▶ [Passage shown]
──────────
Zoodles With Feta and Cherry Tomatoes

Ingredients

2 cups cherry tomatoes, quartered or halved

1 small onion chopped

3 TBSP olive oil

Juice of 1 lemon

3 TBSP chopped fresh basil

3 medium zucchini -spiralized

2 cloves garlic, chopped

½ cup of cubed or crumbled feta cheese

¼ teaspoon crushed red pepper flakes (or more if you like it HAWT)

½ tsp salt or to taste

⅛ tsp pepper or to taste

Instructions

  1. Use a spiralizer to make zucchini noodles. (or you can just julienne them if you don’t have a fancy spiralizer)
  2. In a large skillet, heat 2 tablespoons of the oil over medium-high heat. 
  3. Toss in the onions and sauté until golden, add the tomatoes
  4. Add the garlic and cook, stirring frequently until fragrant, about 30 seconds (you don’t want it to burn).
──────────
▶ [Data extract]
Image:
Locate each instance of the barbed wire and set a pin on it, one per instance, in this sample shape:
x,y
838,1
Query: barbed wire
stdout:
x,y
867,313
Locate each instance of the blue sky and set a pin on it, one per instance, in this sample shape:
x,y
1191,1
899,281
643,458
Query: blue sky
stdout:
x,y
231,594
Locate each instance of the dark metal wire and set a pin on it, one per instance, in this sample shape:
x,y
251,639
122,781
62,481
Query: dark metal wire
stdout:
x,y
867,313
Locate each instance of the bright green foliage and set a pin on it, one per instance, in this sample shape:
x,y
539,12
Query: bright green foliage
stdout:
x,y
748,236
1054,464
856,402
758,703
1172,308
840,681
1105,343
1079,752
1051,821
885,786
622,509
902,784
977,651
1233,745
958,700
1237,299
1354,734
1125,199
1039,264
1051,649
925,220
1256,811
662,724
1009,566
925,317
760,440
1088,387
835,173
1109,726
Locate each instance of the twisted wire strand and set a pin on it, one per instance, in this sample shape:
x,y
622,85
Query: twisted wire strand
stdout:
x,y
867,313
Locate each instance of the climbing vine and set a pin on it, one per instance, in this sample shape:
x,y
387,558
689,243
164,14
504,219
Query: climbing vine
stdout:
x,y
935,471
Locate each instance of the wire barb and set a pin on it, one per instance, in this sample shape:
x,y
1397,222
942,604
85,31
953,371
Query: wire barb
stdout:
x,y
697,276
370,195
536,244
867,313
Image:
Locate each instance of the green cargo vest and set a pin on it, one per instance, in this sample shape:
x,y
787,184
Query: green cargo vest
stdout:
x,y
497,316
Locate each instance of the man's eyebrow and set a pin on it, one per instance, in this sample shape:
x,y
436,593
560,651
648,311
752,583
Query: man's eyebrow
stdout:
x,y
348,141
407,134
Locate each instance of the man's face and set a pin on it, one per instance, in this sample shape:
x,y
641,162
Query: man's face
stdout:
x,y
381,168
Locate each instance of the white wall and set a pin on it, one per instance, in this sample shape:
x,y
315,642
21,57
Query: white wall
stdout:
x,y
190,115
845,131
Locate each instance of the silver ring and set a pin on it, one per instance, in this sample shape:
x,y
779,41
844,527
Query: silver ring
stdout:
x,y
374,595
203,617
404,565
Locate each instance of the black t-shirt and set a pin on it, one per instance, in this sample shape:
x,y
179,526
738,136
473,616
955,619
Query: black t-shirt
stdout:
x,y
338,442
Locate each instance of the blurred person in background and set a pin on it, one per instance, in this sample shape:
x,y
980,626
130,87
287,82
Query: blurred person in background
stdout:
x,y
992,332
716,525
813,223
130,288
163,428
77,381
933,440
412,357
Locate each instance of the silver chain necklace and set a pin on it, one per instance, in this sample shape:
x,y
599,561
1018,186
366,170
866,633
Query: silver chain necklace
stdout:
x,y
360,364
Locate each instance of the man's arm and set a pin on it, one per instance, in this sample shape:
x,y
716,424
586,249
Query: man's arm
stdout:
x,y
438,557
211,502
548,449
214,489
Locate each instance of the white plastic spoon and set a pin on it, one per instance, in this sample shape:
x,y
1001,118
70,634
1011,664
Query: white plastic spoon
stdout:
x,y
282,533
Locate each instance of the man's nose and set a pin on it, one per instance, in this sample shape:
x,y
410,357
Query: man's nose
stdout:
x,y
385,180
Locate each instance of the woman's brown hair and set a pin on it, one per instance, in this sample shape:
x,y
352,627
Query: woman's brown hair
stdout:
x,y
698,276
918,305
──────────
▶ [Work to do]
Return the full zoodles recipe from above, word for word, without altering any line.

▶ [Task response]
Zoodles With Feta and Cherry Tomatoes

Ingredients

2 cups cherry tomatoes, quartered or halved

1 small onion chopped

3 TBSP olive oil

Juice of 1 lemon

3 TBSP chopped fresh basil

3 medium zucchini -spiralized

2 cloves garlic, chopped

½ cup of cubed or crumbled feta cheese

¼ teaspoon crushed red pepper flakes (or more if you like it HAWT)

½ tsp salt or to taste

⅛ tsp pepper or to taste

Instructions

  1. Use a spiralizer to make zucchini noodles. (or you can just julienne them if you don’t have a fancy spiralizer)
  2. In a large skillet, heat 2 tablespoons of the oil over medium-high heat. 
  3. Toss in the onions and sauté until golden, add the tomatoes
  4. Add the garlic and cook, stirring frequently until fragrant, about 30 seconds (you don’t want it to burn).